**TEXT SEGMENT:**
Segment Open
Donald Trump and Miss Universe 2013 Gabrielle Isler of Venezuela. Photo: Vanity Fair
By Sydney H. Schanberg
First published in New York Newsday, July 2, 1991
The sound to be heard these days from the Trump wallow is — not surprisingly — oink. Donald Trump has finally removed the last shred of his disguise and revealed a creature who talks publicly of his women companions in language no sailor would dream of using about those who have shown kindness to him.
I mean no disrespect to our snouted barnyard friends when I say that Donald has descended into public swinishness. First he dumped his wife, flaunting his new friend in her face on the ski slopes. Now he dumps the friend, but lets her find out from the newspapers. Then he laughs and jokes about her front-page humiliation chortling over how naive she was to believe his pledge that the diamond ring was an engagement bond, when all he was doing was throwing some business to his friends at Tiffany’s.
It is one thing to observe that the age of chivalry seems to be in decline and quite another to believe that therefore it is now acceptable to engage in caddishness so snickeringly brutish as to suggest the unraveling of a mind.
Segment Closed
**DATA EXTRACT:**
Segment Open
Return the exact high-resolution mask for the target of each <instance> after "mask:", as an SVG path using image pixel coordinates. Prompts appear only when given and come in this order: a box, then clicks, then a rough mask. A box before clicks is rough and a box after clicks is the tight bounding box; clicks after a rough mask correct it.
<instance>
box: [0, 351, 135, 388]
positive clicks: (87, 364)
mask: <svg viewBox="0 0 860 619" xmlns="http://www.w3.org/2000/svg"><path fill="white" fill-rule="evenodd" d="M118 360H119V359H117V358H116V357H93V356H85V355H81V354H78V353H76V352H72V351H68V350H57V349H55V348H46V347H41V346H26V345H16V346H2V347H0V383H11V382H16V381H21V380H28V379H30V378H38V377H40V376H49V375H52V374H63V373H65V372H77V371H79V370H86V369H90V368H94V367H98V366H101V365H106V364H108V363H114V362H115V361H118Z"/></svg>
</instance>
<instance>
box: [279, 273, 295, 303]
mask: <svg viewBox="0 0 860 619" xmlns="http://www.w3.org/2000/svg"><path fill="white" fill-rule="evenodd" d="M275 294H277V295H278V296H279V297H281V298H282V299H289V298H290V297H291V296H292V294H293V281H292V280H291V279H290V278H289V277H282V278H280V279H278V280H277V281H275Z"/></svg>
Segment Closed
**PROBLEM 1:** From the column on Donald Trump, extract the passage starting with "I mean no disrespect" and going on through "unraveling of a mind.".
**PROBLEM 2:** Translate this sentence from the column on Donald Trump into Spanish: "Now he dumps the friend, but lets her find out from the newspapers."

**WRITTEN SOLUTION 1:**
I mean no disrespect to our snouted barnyard friends when I say that Donald has descended into public swinishness. First he dumped his wife, flaunting his new friend in her face on the ski slopes. Now he dumps the friend, but lets her find out from the newspapers. Then he laughs and jokes about her front-page humiliation chortling over how naive she was to believe his pledge that the diamond ring was an engagement bond, when all he was doing was throwing some business to his friends at Tiffany’s.
It is one thing to observe that the age of chivalry seems to be in decline and quite another to believe that therefore it is now acceptable to engage in caddishness so snickeringly brutish as to suggest the unraveling of a mind.

**WRITTEN SOLUTION 2:** Ahora abandona a la amiga, pero deja que se entere por los periódicos.